STUDY QUESTIONS:
1) Answer these questions from the text on Germany's Greens.
(a) By what year does the party pledge to make all cars emission-free?
(b) What share does the most recent Forsa poll give the Greens?
(c) Which gas pipeline does the party oppose?
2) Reproduce word for word the part of the text on Germany's Greens that opens with the words containing "The CDU/CSU’s popularity" and closes with "more distant possibility.".

It pledges to make all cars emission-free by 2030, advance Germany’s phase-out of coal burning, increase carbon taxes and boost investment into green technologies.

The party also proposes to lift the “debt brake”, a constitutional amendment introduced by the CDU and SPD which severely limits the government’s ability to borrow to finance spending, and which has been temporarily set aside to address the coronavirus pandemic.

“If these rules are too tight, make no economic sense, and prevent what is politically required, they have to be changed,” Habeck argued in conservative newspaper FAZ earlier this year.

“The debt brake should be supplemented by a rule in favour of public investment.”

On foreign policy, the party has said it will balance economic and human rights commitments, and proposes a more interventionist approach than Merkel’s leadership, which prioritised continued access to export markets.

It has been more critical of China and Russia than the CDU, and opposes the Nord Stream 2 gas pipeline.

Though it has abandoned former objections to NATO membership, it wants to end its “nuclear sharing agreement”, under which a number of US nuclear weapons are still stored on German soil.

Election chances

Under Germany’s system of proportional representation, parties generally do not win outright but govern through coalition-building and consensus.

The most recent Forsa poll, published on Wednesday, puts the CDU/CSU at 27 percent and the Greens at 23.

The CDU/CSU’s popularity has weakened due to the behind-schedule vaccination campaign and a string of resignations relating to a corruption scandal over PPE procurement.

But the conservatives still remain in front, with the Greens as potential junior coalition partners.

That prospect is far from appealing to much of the Greens’ base, who would prefer a so-called traffic light coalition with the centre-left SDP and neoliberal FDP, which are on 15 and nine percent respectively.

A socialist alliance with the SDP and Left Party, on eight percent, remains another, yet more distant possibility.

The news this month that Kretschmann would renew his business-friendly coalition with the CDU in Baden Württemberg, home to Mercedes Benz and Porsche, drew consternation among younger and left-wing members.

INFORMATION:
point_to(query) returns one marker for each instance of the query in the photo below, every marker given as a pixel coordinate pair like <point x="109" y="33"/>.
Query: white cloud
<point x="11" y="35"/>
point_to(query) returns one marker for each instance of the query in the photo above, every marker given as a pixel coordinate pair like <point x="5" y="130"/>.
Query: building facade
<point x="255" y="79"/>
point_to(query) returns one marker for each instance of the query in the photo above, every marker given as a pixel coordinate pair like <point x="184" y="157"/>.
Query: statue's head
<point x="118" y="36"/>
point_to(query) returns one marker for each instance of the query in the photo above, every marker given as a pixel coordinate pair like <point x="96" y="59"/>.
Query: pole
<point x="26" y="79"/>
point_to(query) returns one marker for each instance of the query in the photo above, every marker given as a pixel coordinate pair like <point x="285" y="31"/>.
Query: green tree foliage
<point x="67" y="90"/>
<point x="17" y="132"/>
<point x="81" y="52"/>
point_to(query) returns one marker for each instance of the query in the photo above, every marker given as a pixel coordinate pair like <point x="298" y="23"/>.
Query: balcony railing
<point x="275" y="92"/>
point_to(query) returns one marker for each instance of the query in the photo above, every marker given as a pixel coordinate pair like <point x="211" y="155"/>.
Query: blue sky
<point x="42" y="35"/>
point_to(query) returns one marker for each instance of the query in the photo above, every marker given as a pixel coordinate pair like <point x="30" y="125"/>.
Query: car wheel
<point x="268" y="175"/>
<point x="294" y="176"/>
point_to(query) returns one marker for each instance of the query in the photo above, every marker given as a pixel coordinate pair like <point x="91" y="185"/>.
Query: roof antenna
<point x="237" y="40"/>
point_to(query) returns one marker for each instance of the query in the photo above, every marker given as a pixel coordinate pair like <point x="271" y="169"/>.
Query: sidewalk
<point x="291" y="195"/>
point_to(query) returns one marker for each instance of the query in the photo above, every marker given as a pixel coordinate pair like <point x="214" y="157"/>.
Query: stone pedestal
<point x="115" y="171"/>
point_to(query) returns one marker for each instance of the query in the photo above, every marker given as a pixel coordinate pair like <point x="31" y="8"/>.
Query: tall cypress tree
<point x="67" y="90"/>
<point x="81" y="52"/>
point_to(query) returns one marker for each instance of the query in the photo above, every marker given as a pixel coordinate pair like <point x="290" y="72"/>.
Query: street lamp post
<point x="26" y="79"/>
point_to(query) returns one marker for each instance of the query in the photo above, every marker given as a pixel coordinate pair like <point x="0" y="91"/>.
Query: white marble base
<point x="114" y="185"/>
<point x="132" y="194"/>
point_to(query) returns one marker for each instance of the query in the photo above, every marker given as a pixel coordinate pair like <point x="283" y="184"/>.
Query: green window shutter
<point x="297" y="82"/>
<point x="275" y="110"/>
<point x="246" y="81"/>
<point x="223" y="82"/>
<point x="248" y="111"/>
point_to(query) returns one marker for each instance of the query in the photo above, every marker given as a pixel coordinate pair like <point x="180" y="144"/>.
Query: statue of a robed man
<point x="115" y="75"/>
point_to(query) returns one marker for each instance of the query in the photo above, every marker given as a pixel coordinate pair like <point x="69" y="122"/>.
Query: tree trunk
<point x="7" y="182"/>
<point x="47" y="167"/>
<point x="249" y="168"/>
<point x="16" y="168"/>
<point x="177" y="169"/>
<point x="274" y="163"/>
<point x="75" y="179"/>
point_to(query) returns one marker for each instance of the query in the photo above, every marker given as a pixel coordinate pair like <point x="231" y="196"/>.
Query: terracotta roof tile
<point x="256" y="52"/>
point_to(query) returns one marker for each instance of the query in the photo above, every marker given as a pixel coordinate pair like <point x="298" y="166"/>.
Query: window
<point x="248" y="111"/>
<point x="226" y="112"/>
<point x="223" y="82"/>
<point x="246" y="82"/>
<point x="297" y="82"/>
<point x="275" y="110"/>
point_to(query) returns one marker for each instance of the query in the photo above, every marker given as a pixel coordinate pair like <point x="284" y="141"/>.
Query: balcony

EXERCISE RESULTS:
1)
(a) 2030
(b) 23 percent
(c) Nord Stream 2

2)
The CDU/CSU’s popularity has weakened due to the behind-schedule vaccination campaign and a string of resignations relating to a corruption scandal over PPE procurement.

But the conservatives still remain in front, with the Greens as potential junior coalition partners.

That prospect is far from appealing to much of the Greens’ base, who would prefer a so-called traffic light coalition with the centre-left SDP and neoliberal FDP, which are on 15 and nine percent respectively.

A socialist alliance with the SDP and Left Party, on eight percent, remains another, yet more distant possibility.